* BRIEF
Reproduce everything from the start of the records down to the line containing "pixel 25 90", substituting "locate" for each "spot" and changing nothing else. Give only those lines.

* GIVEN ENTRIES
·····
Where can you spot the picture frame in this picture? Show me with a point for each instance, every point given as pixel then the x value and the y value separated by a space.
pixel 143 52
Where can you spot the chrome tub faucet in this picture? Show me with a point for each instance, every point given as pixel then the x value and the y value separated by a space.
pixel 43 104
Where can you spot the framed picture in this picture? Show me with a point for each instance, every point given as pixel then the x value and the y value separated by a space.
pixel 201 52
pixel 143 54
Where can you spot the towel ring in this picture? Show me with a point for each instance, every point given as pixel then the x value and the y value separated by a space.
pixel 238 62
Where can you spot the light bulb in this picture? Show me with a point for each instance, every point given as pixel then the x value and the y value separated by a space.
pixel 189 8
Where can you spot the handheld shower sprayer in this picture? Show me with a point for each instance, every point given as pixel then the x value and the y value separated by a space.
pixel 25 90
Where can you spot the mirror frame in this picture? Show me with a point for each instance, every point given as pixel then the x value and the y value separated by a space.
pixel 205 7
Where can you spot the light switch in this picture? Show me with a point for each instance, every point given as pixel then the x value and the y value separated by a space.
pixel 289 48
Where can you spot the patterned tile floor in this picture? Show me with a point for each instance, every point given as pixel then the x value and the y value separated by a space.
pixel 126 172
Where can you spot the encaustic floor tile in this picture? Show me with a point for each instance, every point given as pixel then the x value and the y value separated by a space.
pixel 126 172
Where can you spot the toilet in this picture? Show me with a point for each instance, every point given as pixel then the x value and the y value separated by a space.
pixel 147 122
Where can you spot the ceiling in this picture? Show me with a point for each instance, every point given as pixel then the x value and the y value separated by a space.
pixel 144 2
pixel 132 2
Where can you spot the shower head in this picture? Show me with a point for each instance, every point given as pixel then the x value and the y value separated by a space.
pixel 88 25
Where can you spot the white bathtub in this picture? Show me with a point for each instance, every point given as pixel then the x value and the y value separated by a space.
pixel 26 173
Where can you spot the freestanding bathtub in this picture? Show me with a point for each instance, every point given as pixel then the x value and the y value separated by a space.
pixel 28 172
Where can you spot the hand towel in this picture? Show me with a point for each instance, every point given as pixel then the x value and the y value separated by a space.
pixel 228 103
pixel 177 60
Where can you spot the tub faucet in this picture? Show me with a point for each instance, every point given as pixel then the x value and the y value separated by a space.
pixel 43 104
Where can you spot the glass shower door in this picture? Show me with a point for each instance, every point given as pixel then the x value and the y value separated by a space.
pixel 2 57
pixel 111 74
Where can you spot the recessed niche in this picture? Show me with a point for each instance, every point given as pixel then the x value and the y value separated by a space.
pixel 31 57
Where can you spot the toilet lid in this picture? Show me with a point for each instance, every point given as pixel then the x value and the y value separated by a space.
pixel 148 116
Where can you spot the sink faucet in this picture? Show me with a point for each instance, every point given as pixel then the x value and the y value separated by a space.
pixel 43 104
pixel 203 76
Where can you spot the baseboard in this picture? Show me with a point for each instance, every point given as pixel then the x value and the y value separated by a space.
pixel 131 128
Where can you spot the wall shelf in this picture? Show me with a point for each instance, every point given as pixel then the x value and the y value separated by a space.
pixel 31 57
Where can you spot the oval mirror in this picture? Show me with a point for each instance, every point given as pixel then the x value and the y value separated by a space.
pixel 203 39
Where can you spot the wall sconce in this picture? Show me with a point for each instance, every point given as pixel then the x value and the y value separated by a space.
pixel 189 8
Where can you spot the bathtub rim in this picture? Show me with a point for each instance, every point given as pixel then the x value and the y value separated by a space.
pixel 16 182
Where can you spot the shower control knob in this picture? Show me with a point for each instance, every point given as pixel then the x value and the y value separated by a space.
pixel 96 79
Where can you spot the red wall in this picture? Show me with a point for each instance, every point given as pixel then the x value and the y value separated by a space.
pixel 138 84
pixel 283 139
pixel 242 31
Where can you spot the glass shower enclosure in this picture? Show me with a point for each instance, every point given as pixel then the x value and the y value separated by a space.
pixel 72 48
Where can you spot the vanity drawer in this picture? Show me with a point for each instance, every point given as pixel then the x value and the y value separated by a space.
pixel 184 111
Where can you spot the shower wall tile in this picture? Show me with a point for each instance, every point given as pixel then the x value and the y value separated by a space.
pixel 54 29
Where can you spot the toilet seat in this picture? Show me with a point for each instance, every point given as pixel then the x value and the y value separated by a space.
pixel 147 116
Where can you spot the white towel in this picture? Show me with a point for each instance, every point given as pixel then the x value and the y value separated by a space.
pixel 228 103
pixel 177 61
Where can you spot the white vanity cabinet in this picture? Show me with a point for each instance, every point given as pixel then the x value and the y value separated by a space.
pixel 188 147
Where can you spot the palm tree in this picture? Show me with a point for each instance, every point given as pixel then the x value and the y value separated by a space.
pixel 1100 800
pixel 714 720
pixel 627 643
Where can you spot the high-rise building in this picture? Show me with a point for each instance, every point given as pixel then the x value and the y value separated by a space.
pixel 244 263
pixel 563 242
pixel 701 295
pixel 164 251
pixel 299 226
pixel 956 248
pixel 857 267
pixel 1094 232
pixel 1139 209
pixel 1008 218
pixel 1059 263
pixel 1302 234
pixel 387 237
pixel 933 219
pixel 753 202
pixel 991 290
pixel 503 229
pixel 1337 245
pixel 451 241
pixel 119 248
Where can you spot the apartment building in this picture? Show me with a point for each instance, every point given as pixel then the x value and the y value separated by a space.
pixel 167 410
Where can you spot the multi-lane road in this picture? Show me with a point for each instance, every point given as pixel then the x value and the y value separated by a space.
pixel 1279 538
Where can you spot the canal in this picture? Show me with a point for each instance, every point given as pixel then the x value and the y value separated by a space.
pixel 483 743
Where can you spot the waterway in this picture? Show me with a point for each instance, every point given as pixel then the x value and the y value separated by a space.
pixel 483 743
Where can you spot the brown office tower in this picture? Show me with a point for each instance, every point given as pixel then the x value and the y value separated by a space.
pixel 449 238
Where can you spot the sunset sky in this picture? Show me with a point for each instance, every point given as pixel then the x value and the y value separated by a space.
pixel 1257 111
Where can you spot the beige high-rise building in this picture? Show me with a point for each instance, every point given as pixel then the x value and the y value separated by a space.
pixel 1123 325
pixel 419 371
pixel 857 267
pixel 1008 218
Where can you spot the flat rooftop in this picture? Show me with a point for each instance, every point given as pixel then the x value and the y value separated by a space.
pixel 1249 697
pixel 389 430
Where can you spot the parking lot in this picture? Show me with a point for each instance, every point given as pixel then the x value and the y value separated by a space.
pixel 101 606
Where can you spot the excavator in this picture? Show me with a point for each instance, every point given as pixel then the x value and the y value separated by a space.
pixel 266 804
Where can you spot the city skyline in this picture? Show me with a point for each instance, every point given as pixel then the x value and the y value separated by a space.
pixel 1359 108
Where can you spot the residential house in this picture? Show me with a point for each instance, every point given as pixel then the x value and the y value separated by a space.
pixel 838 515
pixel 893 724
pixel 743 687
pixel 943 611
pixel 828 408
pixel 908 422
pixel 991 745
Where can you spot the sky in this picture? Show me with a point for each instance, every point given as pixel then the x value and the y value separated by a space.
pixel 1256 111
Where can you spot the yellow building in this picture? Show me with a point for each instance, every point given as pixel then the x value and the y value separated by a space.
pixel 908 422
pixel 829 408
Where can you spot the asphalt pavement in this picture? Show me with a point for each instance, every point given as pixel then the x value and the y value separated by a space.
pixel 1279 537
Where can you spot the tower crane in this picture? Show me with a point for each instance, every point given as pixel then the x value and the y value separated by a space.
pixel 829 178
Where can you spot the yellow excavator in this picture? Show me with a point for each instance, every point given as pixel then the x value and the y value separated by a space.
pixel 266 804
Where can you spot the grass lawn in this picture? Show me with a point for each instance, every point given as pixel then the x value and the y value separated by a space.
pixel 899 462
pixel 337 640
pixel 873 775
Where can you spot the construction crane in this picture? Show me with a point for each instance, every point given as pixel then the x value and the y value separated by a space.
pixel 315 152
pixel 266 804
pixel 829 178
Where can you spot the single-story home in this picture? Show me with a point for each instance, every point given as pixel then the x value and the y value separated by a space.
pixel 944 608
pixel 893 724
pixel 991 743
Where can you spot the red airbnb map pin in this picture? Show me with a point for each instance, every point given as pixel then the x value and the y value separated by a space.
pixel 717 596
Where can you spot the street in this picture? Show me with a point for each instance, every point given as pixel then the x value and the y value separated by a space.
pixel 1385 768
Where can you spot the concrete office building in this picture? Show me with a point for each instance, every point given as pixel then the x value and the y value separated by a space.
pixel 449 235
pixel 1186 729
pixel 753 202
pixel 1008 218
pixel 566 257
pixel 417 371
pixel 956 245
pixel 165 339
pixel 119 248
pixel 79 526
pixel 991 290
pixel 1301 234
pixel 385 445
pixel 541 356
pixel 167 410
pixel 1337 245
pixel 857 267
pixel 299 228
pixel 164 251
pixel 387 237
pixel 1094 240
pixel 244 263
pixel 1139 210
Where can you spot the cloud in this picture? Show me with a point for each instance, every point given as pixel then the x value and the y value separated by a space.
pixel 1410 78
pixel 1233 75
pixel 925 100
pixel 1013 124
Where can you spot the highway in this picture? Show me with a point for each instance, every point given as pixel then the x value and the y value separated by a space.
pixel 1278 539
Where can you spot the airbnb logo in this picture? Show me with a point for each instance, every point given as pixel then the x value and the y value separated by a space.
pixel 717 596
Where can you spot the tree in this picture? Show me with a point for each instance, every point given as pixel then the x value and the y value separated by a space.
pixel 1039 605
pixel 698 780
·····
* FULL ANSWER
Where can you locate the picture frame in this picture? Show me with a point for each instance, every point given as pixel then the x value and the y value separated by a space.
pixel 143 52
Where can you locate the chrome tub faucet in this picture? Show me with a point for each instance, every point given as pixel then the x value and the y value separated by a space.
pixel 43 104
Where can you locate the framed picture in this picture? Show me with a point for each instance, every point given as pixel then the x value and the y value separated by a space.
pixel 201 52
pixel 143 54
Where can you locate the towel ring in this picture? Show me with a point for each instance, every point given as pixel then the x value and the y value separated by a space.
pixel 238 62
Where can you locate the light bulb in this picture? Show me with a point for each instance, every point given as pixel then the x value and the y value separated by a space.
pixel 189 8
Where can you locate the handheld shower sprayer in this picture? Show me with a point for each instance, every point given as pixel then the x value and the y value separated by a space.
pixel 25 90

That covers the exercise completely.